*Problem A*. Summarize the market report below in two sentences.
*Problem B*. Transcribe the part of the market report that opens with the words containing "Yoav Nizard at" and closes with "down 0.7 %.".

European stock markets retreated yesterday following a largely downbeat performance by Asia, as Wall Street trod water.
“It was a directionless start to the new week for European markets as investors digested more hawkish Fed speak, a drop in the price of oil, improved French and German economic data and another mega-merger facing regulatory headwinds,” said Jasper Lawler at CMC Markets UK.
European stocks have pitched back and forth over the past week as investors have begun to take more seriously the probability the US Federal Reserve could raise interest rates in June.
Yoav Nizard at FXCM currency brokerage said the “market is indecisive, torn between a possible increase in rates by the Federal Reserve and expectations of new supportive measures from the ECB following increased deflationary risks in the eurozone”.
Moreover, “the drop in oil prices puts under pressure European stock exchanges which do not gain from a weak euro,” he added.
Yesterday’s big corporate news came from German drugs and chemicals giant Bayer, which said it had offered $62bn (€55bn) for US agriculture group Monsanto as it seeks to create the world’s biggest supplier of seeds, pesticides and genetically-modified crops.
Bayer shares fell 5.7 % to €84.42 on Frankfurt’s DAX 30 index, which closed down 0.7 %.
Monsanto shares climbed 4.9 % to $106.52 in trading on Wall Street.

*Records*.
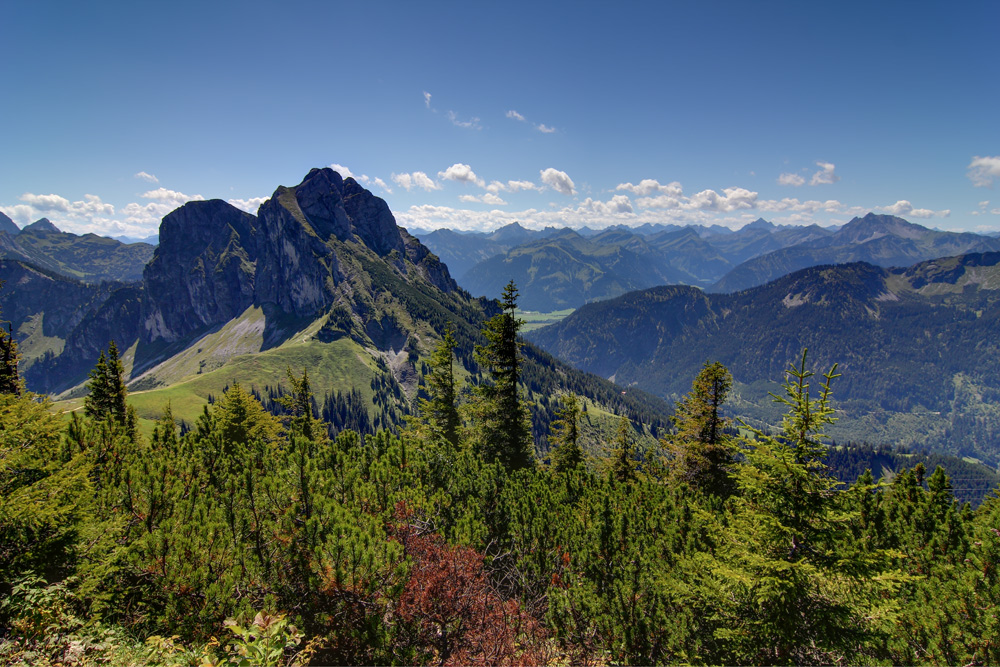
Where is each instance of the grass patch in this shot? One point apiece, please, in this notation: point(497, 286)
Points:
point(535, 320)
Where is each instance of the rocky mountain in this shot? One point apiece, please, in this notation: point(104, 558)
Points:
point(460, 251)
point(202, 272)
point(565, 269)
point(43, 307)
point(917, 346)
point(322, 278)
point(7, 225)
point(89, 257)
point(883, 240)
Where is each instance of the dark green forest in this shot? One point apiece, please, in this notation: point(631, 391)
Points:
point(256, 538)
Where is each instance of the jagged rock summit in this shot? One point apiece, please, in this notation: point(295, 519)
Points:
point(41, 226)
point(7, 225)
point(298, 256)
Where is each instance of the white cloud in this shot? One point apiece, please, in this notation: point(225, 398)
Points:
point(21, 213)
point(617, 205)
point(793, 204)
point(342, 170)
point(731, 199)
point(791, 179)
point(984, 171)
point(825, 175)
point(46, 202)
point(904, 208)
point(249, 205)
point(417, 179)
point(89, 206)
point(461, 173)
point(558, 181)
point(471, 124)
point(649, 186)
point(488, 198)
point(510, 186)
point(171, 197)
point(515, 186)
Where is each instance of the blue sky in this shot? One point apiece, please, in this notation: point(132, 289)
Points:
point(473, 115)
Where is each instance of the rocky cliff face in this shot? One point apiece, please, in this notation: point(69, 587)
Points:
point(202, 273)
point(302, 232)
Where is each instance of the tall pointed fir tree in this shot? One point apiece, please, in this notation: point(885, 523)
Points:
point(501, 423)
point(108, 394)
point(565, 438)
point(702, 455)
point(10, 378)
point(440, 409)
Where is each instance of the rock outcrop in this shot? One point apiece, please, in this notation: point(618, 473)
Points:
point(203, 271)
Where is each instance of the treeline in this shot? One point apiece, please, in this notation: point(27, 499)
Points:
point(259, 539)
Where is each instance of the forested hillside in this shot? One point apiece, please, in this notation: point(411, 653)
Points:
point(919, 345)
point(257, 539)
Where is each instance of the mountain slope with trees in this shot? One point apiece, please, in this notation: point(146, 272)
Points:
point(89, 257)
point(919, 345)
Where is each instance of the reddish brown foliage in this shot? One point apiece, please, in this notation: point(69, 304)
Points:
point(454, 612)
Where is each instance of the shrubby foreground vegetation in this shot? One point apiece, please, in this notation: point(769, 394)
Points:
point(258, 540)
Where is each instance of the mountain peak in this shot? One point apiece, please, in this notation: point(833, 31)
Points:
point(761, 223)
point(7, 225)
point(43, 225)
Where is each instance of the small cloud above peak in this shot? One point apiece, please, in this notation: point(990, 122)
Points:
point(984, 171)
point(462, 173)
point(342, 170)
point(825, 175)
point(793, 180)
point(558, 181)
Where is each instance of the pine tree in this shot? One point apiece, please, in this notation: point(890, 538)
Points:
point(500, 415)
point(107, 397)
point(10, 379)
point(623, 463)
point(299, 403)
point(702, 454)
point(788, 588)
point(440, 409)
point(566, 453)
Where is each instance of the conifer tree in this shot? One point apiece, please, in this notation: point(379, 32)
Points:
point(788, 596)
point(10, 379)
point(566, 453)
point(107, 397)
point(440, 409)
point(702, 455)
point(299, 403)
point(500, 415)
point(623, 459)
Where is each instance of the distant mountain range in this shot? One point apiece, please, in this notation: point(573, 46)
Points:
point(918, 347)
point(89, 258)
point(322, 279)
point(561, 268)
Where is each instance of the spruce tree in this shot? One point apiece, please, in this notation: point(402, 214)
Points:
point(500, 415)
point(623, 460)
point(440, 409)
point(10, 379)
point(702, 455)
point(107, 397)
point(566, 453)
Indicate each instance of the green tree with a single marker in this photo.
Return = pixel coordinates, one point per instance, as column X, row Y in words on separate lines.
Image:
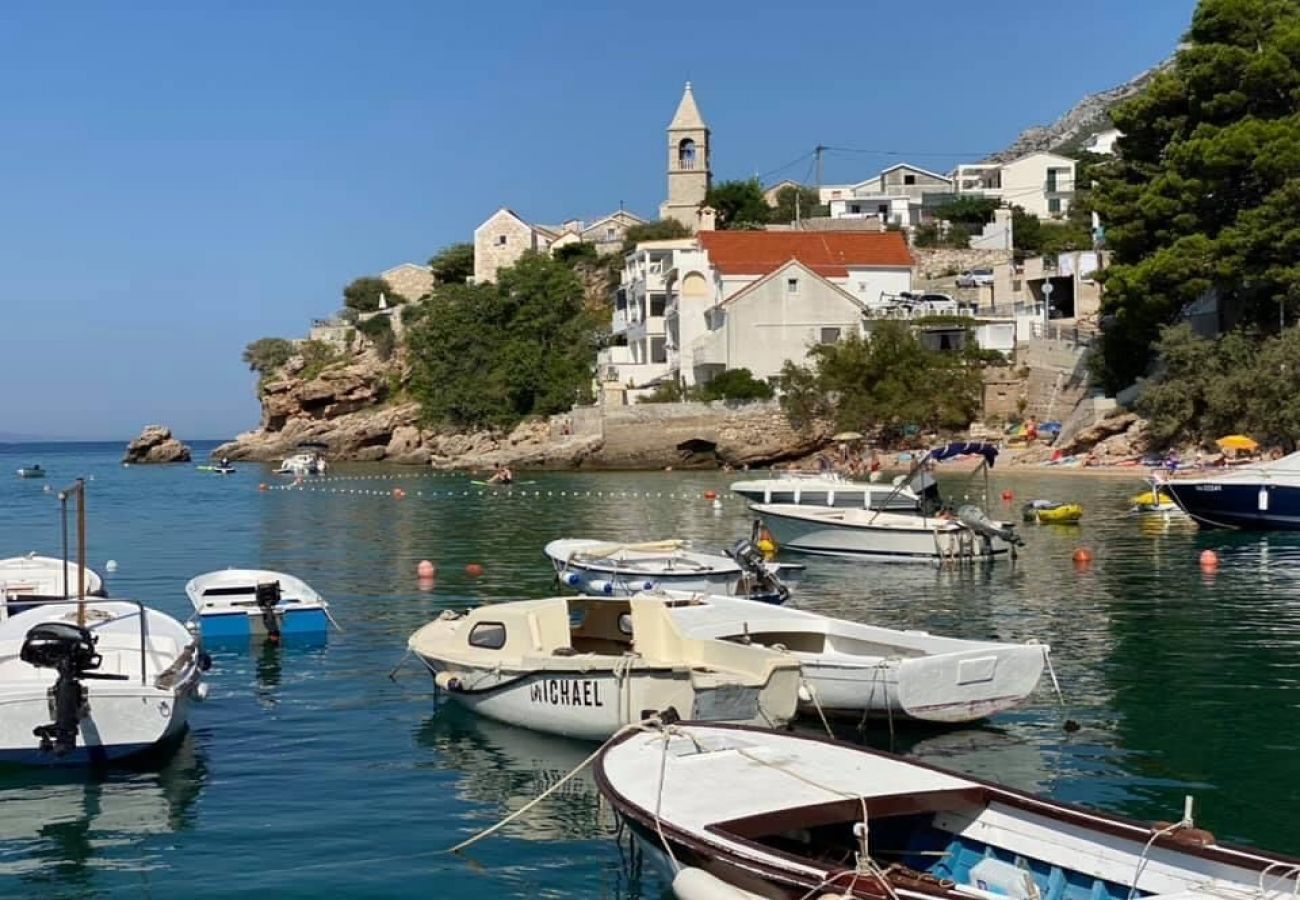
column 488, row 355
column 363, row 294
column 265, row 355
column 1204, row 189
column 891, row 381
column 736, row 385
column 796, row 199
column 740, row 204
column 454, row 264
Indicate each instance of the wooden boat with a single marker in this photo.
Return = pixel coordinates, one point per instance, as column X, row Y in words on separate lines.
column 1051, row 513
column 753, row 813
column 255, row 602
column 585, row 667
column 856, row 670
column 827, row 489
column 610, row 569
column 888, row 536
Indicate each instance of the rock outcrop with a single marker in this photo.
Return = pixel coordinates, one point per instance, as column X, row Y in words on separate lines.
column 156, row 445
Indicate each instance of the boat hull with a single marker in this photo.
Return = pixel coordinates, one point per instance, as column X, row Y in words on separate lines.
column 1244, row 505
column 919, row 544
column 594, row 704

*Written response A*. European stock markets retreated after a largely downbeat performance by Asia, as investors began to take more seriously the probability that the US Federal Reserve could raise interest rates in June. Bayer said it had offered $62bn for US agriculture group Monsanto, and Bayer shares fell 5.7 % while Monsanto shares climbed 4.9 %.

*Written response B*.
Yoav Nizard at FXCM currency brokerage said the “market is indecisive, torn between a possible increase in rates by the Federal Reserve and expectations of new supportive measures from the ECB following increased deflationary risks in the eurozone”.
Moreover, “the drop in oil prices puts under pressure European stock exchanges which do not gain from a weak euro,” he added.
Yesterday’s big corporate news came from German drugs and chemicals giant Bayer, which said it had offered $62bn (€55bn) for US agriculture group Monsanto as it seeks to create the world’s biggest supplier of seeds, pesticides and genetically-modified crops.
Bayer shares fell 5.7 % to €84.42 on Frankfurt’s DAX 30 index, which closed down 0.7 %.